Print exactly the lines below between the line holding "Every instance of the slope" and the line holding "Every instance of the fairway", inclusive, and nothing more.

Data extracted from a collection:
|---|

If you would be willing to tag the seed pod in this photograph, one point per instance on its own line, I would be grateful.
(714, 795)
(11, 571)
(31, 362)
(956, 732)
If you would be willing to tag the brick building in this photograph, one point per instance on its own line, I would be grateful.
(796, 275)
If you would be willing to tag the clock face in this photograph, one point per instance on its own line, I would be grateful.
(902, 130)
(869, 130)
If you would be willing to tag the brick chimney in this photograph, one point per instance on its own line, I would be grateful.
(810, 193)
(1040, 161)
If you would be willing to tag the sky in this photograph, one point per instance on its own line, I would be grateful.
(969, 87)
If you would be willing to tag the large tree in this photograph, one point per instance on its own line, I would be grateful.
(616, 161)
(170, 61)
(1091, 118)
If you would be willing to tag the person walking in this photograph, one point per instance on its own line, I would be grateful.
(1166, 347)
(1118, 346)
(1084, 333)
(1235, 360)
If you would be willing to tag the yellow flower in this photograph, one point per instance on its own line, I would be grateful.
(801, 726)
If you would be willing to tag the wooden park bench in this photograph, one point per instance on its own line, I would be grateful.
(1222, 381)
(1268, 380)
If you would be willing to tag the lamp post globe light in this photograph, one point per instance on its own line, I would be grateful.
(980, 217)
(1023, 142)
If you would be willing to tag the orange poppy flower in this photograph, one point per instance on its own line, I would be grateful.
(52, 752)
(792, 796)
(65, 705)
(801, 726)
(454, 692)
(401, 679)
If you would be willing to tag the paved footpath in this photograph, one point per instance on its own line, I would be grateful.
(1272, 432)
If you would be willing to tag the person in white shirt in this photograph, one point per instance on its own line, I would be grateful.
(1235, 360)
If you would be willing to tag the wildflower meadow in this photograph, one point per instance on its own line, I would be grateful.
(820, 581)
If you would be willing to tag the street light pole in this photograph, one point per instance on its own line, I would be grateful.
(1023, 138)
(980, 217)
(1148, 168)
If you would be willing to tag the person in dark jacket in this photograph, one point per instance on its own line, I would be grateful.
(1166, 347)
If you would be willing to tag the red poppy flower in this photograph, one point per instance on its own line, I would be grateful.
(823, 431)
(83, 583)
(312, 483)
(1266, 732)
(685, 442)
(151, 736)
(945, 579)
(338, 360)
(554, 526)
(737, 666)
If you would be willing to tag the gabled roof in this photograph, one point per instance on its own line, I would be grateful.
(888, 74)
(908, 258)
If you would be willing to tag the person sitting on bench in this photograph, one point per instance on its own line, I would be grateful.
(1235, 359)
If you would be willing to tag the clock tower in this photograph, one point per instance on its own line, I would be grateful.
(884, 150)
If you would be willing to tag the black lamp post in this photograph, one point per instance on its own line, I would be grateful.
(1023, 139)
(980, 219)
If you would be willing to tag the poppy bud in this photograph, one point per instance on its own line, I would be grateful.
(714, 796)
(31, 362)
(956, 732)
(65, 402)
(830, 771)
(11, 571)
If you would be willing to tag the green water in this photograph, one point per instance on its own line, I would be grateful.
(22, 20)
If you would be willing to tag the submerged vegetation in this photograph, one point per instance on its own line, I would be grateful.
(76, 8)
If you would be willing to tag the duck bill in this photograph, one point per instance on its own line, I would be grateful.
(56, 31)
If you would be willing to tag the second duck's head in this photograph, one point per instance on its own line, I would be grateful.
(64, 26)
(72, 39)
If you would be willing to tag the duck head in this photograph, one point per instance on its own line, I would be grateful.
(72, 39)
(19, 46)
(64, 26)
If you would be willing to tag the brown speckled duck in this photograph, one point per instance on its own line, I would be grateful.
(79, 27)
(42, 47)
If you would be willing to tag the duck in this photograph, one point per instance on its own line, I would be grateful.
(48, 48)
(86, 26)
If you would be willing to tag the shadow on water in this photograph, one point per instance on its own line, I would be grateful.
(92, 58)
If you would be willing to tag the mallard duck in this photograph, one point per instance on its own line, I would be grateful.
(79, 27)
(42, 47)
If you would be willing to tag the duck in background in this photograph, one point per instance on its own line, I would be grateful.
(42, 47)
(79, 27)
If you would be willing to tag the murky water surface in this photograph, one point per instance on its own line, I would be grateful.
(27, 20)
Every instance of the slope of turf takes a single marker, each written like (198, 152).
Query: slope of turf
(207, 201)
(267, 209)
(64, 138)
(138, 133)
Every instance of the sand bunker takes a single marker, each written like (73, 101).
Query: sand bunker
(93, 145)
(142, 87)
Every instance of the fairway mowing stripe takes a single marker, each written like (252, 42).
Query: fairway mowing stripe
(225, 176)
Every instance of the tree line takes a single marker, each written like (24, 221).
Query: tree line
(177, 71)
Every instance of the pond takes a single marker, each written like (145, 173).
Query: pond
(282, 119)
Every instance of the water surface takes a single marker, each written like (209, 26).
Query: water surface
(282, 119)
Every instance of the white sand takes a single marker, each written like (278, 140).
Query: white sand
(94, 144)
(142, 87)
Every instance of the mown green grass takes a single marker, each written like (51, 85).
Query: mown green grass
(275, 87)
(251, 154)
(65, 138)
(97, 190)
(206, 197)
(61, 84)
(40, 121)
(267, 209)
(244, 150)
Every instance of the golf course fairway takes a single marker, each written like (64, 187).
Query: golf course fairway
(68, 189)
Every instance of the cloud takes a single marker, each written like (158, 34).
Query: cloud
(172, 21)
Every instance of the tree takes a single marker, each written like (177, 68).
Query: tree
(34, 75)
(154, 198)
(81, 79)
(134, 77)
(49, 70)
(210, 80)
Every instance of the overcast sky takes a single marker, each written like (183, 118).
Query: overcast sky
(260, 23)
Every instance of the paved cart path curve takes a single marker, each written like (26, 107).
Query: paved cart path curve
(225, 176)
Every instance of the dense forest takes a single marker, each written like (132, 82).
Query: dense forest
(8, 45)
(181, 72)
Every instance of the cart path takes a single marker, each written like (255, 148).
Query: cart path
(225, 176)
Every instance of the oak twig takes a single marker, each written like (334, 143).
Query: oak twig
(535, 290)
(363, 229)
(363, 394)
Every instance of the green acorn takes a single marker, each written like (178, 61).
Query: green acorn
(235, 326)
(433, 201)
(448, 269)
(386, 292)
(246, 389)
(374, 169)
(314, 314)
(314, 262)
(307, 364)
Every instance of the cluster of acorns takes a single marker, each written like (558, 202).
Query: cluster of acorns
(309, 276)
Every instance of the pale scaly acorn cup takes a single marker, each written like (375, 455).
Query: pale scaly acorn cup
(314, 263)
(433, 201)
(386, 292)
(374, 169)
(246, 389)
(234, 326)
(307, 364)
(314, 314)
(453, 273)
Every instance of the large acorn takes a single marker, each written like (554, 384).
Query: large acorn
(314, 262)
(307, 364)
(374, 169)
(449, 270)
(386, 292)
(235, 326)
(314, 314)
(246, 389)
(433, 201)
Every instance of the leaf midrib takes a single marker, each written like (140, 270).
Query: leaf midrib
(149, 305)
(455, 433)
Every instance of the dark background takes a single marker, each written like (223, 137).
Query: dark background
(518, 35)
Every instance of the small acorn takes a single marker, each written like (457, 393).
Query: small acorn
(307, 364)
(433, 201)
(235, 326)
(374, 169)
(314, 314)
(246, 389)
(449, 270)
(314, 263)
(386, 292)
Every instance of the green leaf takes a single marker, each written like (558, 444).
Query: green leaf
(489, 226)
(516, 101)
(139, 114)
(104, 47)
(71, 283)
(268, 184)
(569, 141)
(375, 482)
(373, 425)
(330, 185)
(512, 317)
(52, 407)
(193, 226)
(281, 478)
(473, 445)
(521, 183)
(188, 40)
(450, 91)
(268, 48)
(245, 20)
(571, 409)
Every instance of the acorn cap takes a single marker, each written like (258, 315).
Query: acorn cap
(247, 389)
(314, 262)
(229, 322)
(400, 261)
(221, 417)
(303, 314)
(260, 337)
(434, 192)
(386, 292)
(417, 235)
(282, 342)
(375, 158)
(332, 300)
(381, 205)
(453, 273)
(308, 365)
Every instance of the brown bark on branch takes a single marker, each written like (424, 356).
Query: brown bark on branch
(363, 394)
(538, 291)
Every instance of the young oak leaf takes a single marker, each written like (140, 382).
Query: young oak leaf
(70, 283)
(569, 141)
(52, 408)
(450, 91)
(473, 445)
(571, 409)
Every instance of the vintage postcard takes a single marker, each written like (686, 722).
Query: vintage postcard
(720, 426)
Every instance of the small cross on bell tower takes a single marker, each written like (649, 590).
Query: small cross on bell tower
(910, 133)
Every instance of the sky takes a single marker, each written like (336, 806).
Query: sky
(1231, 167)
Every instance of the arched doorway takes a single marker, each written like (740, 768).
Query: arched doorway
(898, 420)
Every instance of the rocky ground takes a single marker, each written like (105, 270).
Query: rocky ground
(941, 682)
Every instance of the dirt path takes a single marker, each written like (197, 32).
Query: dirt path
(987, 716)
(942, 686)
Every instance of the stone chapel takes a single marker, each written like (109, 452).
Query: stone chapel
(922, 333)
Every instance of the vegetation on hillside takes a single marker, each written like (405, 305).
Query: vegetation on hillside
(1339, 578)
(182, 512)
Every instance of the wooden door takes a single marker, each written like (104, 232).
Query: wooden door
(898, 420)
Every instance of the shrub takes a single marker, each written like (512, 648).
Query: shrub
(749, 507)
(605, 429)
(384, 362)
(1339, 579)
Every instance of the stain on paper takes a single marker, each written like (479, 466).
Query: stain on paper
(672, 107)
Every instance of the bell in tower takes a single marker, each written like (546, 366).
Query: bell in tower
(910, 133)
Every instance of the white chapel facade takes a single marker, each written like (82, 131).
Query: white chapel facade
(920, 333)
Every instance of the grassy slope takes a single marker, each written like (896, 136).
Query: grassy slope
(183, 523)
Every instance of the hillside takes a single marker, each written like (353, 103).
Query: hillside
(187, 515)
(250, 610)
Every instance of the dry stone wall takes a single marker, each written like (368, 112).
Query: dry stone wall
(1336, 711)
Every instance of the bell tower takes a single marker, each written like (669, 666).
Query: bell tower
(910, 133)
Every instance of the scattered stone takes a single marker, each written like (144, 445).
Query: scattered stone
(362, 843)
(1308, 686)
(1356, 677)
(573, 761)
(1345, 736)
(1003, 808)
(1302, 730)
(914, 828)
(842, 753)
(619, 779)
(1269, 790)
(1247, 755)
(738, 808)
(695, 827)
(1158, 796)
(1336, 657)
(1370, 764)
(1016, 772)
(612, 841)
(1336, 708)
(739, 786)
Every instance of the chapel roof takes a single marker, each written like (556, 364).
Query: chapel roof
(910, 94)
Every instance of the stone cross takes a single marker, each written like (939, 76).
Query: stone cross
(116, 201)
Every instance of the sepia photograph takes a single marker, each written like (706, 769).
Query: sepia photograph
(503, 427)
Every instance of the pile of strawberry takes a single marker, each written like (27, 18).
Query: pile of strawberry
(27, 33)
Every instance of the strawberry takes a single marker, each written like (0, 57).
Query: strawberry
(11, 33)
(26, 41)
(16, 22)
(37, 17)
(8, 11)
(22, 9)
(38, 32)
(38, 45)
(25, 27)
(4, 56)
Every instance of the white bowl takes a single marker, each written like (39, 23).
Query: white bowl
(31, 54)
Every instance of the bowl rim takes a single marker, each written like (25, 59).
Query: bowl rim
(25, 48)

|---|

* **RESPONSE TO THE TASK**
Every instance of the slope of turf takes a single marker, each written like (198, 152).
Query: slope of turf
(207, 201)
(267, 209)
(64, 138)
(138, 133)
Every instance of the sand bunker takes a single marker, each written like (73, 101).
Query: sand bunker
(93, 145)
(142, 87)
Every instance of the fairway mowing stripe takes a single marker, each written like (252, 42).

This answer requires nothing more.